▶ **Exercise aim**: Within the records below, reproduce without change the lines from the line that has "Target: wooden panel" through the line that has "In the photo above, where can the ceiling", and only those.
━━━━━━━━━━━━━━━━━━━━
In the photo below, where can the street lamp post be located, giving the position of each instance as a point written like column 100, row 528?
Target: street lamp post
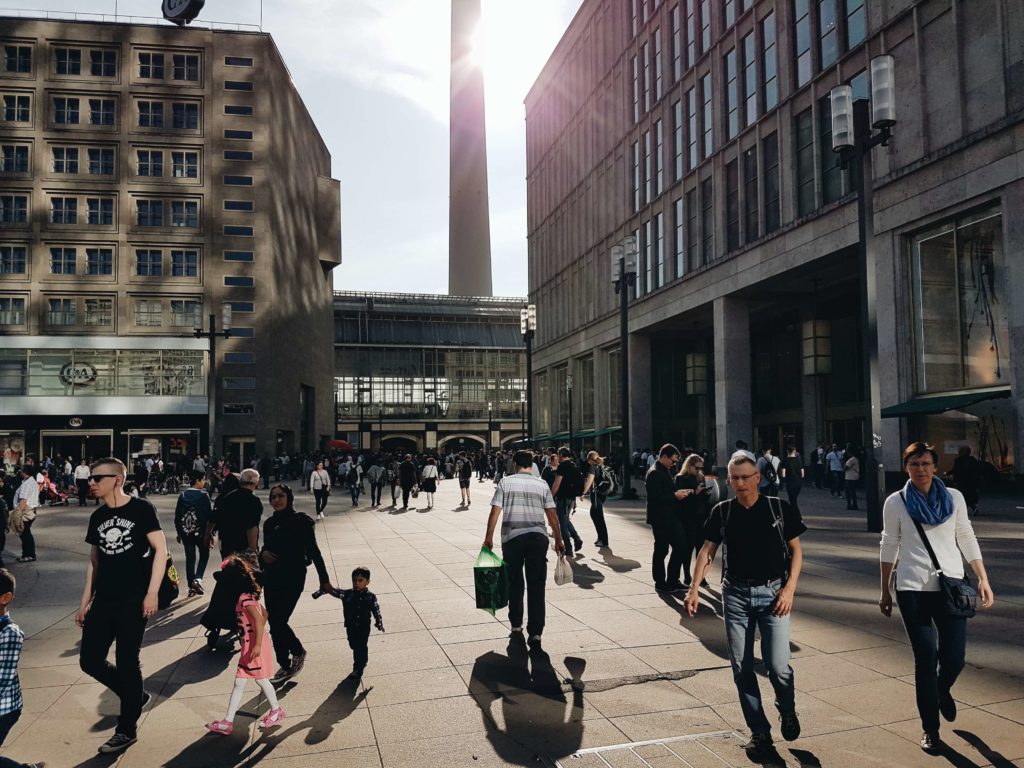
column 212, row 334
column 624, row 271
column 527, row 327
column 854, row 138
━━━━━━━━━━━━━━━━━━━━
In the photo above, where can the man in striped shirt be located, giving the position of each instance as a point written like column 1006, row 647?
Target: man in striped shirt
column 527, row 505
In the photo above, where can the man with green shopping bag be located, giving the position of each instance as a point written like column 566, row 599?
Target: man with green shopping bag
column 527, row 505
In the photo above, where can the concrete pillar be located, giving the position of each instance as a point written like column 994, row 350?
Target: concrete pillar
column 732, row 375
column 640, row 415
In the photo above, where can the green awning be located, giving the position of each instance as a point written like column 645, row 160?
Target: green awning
━━━━━━━━━━━━━━━━━━━━
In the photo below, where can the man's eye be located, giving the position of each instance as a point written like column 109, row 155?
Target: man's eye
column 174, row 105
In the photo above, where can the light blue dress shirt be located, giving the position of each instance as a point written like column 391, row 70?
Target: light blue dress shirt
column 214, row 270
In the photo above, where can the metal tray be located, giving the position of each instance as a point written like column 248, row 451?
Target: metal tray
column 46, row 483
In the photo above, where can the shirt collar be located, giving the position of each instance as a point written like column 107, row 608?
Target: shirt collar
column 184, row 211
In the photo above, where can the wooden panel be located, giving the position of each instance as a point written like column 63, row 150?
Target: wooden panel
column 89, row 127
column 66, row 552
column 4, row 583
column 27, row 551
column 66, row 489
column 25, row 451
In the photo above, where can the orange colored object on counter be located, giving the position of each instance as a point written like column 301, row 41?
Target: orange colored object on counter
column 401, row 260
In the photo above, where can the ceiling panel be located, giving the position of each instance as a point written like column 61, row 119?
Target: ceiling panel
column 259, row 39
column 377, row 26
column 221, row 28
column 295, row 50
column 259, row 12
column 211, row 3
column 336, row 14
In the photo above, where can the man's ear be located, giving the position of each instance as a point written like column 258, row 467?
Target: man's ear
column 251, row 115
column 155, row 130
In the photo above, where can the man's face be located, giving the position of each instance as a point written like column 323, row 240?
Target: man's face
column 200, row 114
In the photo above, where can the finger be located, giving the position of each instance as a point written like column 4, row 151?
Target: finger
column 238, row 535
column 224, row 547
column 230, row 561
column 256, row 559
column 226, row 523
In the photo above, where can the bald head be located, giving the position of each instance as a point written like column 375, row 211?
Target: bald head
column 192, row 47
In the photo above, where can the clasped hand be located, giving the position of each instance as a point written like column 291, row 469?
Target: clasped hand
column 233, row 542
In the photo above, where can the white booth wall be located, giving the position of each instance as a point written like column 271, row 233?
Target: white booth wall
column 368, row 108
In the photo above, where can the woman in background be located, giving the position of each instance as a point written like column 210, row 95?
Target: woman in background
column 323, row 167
━━━━━━━━━━━━━━━━━━━━
▶ **Answer for this exercise**:
Target: wooden panel
column 89, row 127
column 66, row 552
column 4, row 583
column 27, row 551
column 66, row 489
column 25, row 451
In the photo above, where can the orange colored object on counter be located, giving the position of each instance as a point written like column 301, row 41?
Target: orange colored object on counter
column 401, row 260
In the photo above, where can the ceiling panel be located, giving the position of each instance as a point written like column 61, row 119?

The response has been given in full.